-- START --

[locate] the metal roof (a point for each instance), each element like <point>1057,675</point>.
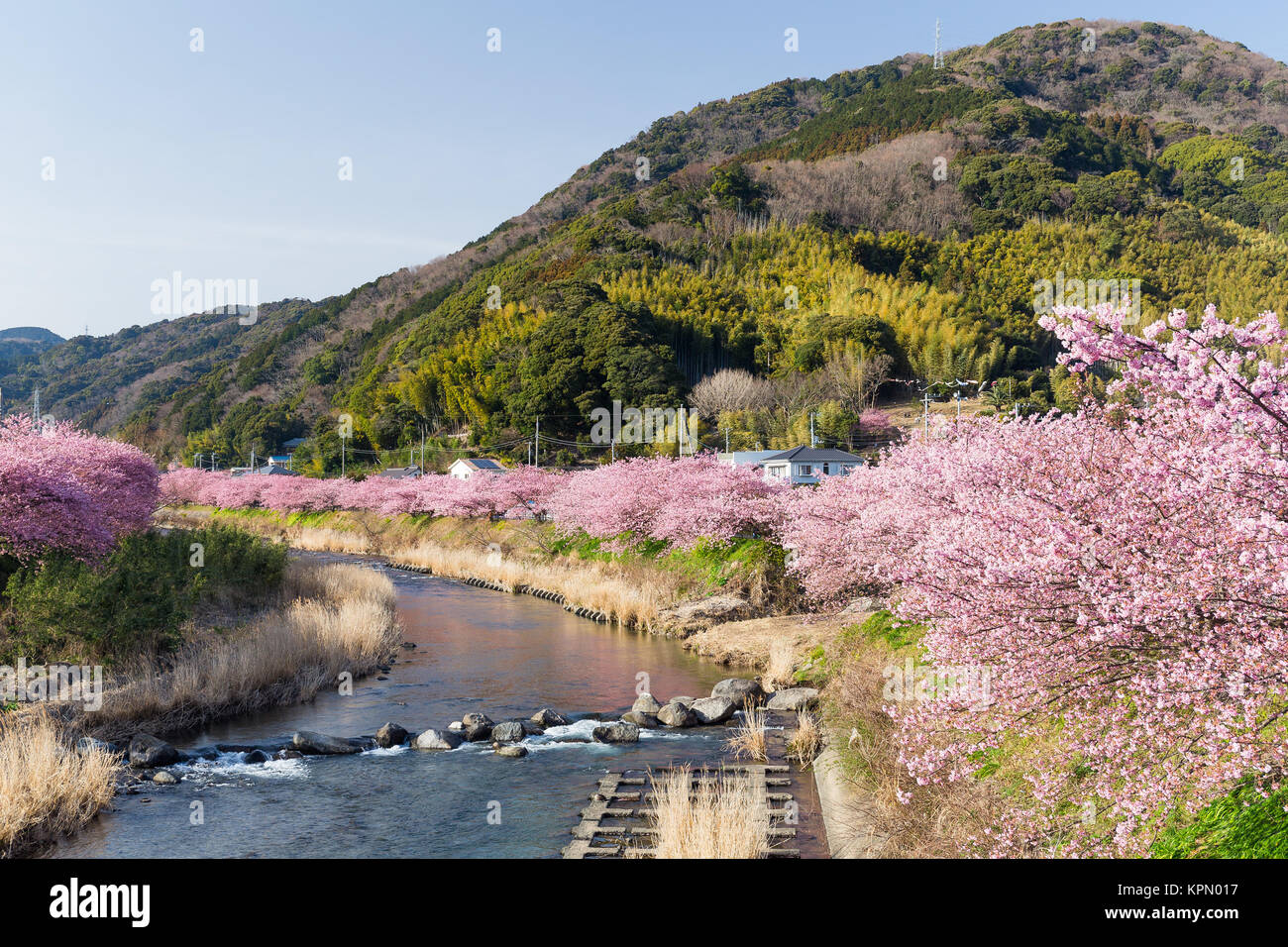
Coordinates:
<point>815,455</point>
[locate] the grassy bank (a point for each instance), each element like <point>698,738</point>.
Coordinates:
<point>48,788</point>
<point>329,620</point>
<point>305,629</point>
<point>636,585</point>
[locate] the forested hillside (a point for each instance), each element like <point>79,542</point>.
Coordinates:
<point>898,217</point>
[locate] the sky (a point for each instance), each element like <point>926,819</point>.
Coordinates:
<point>127,157</point>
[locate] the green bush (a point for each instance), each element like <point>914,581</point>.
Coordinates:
<point>136,602</point>
<point>1241,825</point>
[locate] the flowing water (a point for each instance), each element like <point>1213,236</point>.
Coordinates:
<point>477,651</point>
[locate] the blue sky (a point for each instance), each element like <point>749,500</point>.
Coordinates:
<point>223,163</point>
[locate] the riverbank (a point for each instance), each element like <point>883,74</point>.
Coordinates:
<point>48,788</point>
<point>652,587</point>
<point>330,622</point>
<point>733,608</point>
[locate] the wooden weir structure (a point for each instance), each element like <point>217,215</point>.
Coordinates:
<point>617,822</point>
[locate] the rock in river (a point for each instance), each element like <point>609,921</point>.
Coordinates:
<point>794,698</point>
<point>617,733</point>
<point>678,715</point>
<point>477,727</point>
<point>550,718</point>
<point>647,703</point>
<point>321,745</point>
<point>390,735</point>
<point>712,710</point>
<point>738,690</point>
<point>509,732</point>
<point>438,740</point>
<point>147,750</point>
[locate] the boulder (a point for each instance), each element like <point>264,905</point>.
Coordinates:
<point>477,727</point>
<point>438,740</point>
<point>712,710</point>
<point>150,751</point>
<point>550,718</point>
<point>862,605</point>
<point>709,611</point>
<point>793,698</point>
<point>739,690</point>
<point>645,703</point>
<point>677,715</point>
<point>390,735</point>
<point>509,732</point>
<point>321,745</point>
<point>617,733</point>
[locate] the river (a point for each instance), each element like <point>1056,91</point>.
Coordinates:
<point>476,651</point>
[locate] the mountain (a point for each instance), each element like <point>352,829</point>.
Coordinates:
<point>22,344</point>
<point>893,210</point>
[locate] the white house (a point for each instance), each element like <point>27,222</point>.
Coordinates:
<point>809,464</point>
<point>464,468</point>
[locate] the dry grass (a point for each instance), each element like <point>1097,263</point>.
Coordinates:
<point>941,817</point>
<point>781,665</point>
<point>317,539</point>
<point>751,643</point>
<point>708,818</point>
<point>627,595</point>
<point>333,618</point>
<point>750,736</point>
<point>806,741</point>
<point>48,789</point>
<point>629,592</point>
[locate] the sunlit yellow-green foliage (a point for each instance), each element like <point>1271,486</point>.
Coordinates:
<point>464,376</point>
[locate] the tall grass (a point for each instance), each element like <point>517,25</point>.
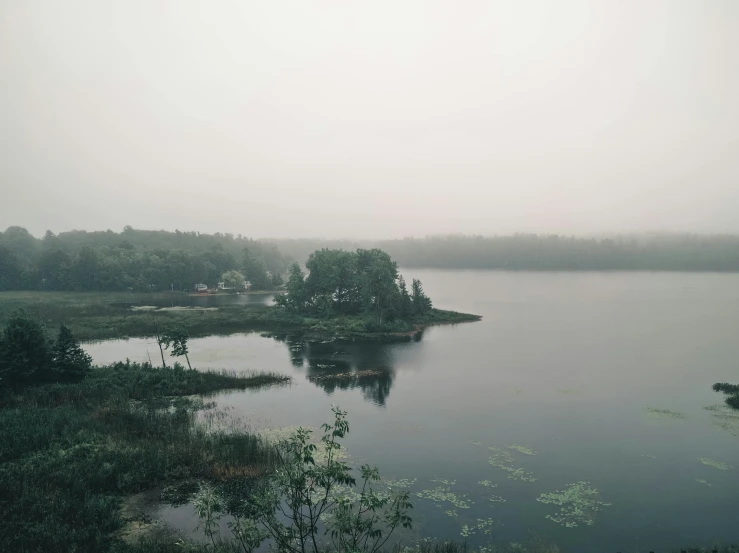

-- END --

• _Exercise details_
Update all the items above by replacing "locate" with "mark" everywhere it appears, leaving everything else unchanged. Leave the pictures out of your answer.

• _Worked answer_
[mark] the metal roof (a point for each instance), each element like <point>1057,675</point>.
Coordinates:
<point>815,455</point>
[mark] the grassy bank (a point for each instance), each element like <point>698,738</point>.
Coordinates:
<point>48,788</point>
<point>329,620</point>
<point>305,629</point>
<point>636,585</point>
[mark] the forested hillside (a point for each instance), each element like <point>79,542</point>.
Coordinates:
<point>898,217</point>
[mark] the sky (a point for each instance), each element like <point>926,819</point>.
Coordinates:
<point>127,157</point>
[mark] the green bush (a point for each instance), each element like <point>914,581</point>.
Coordinates:
<point>136,602</point>
<point>1241,825</point>
[mark] the flowing water (a point for each instance), each element like <point>1213,236</point>.
Coordinates:
<point>477,651</point>
[mark] the blue sky (a point for each instance), each element like <point>749,500</point>.
Coordinates:
<point>223,163</point>
[mark] the riverbank (a point for each instance), each element like <point>883,74</point>.
Coordinates:
<point>48,788</point>
<point>652,587</point>
<point>330,622</point>
<point>733,608</point>
[mark] the wooden weir structure (a point for each instance), each element like <point>217,215</point>.
Coordinates:
<point>617,822</point>
[mark] the rock in river (a point for each instance), each element like <point>609,921</point>.
Coordinates:
<point>794,698</point>
<point>617,733</point>
<point>678,715</point>
<point>477,727</point>
<point>550,718</point>
<point>647,703</point>
<point>321,745</point>
<point>390,735</point>
<point>712,710</point>
<point>738,690</point>
<point>509,732</point>
<point>438,740</point>
<point>147,750</point>
[mark] the boulder (a point for each instance), each element like <point>264,905</point>.
Coordinates:
<point>477,727</point>
<point>438,740</point>
<point>712,710</point>
<point>150,751</point>
<point>550,718</point>
<point>862,605</point>
<point>709,611</point>
<point>793,698</point>
<point>739,690</point>
<point>645,703</point>
<point>677,715</point>
<point>390,735</point>
<point>509,732</point>
<point>321,745</point>
<point>617,733</point>
[mark] the river (a point for each instance), each element like <point>1056,91</point>.
Coordinates:
<point>476,651</point>
[mark] the mountain (a point for each instance), each element like <point>352,829</point>.
Coordinates:
<point>22,344</point>
<point>893,210</point>
[mark] the white house (a point for each instance), each element like <point>27,222</point>.
Coordinates:
<point>809,464</point>
<point>464,468</point>
[mark] the dry grass (a point for each instance), each element like <point>1097,263</point>.
Coordinates:
<point>941,817</point>
<point>781,665</point>
<point>317,539</point>
<point>751,643</point>
<point>708,818</point>
<point>627,595</point>
<point>333,618</point>
<point>750,736</point>
<point>806,741</point>
<point>48,789</point>
<point>629,592</point>
[mark] the sunlit yellow-green foliage (a point for each instance), each element like <point>1271,486</point>.
Coordinates:
<point>464,376</point>
[mark] the tall grass (a point for each instance), each element like <point>517,25</point>.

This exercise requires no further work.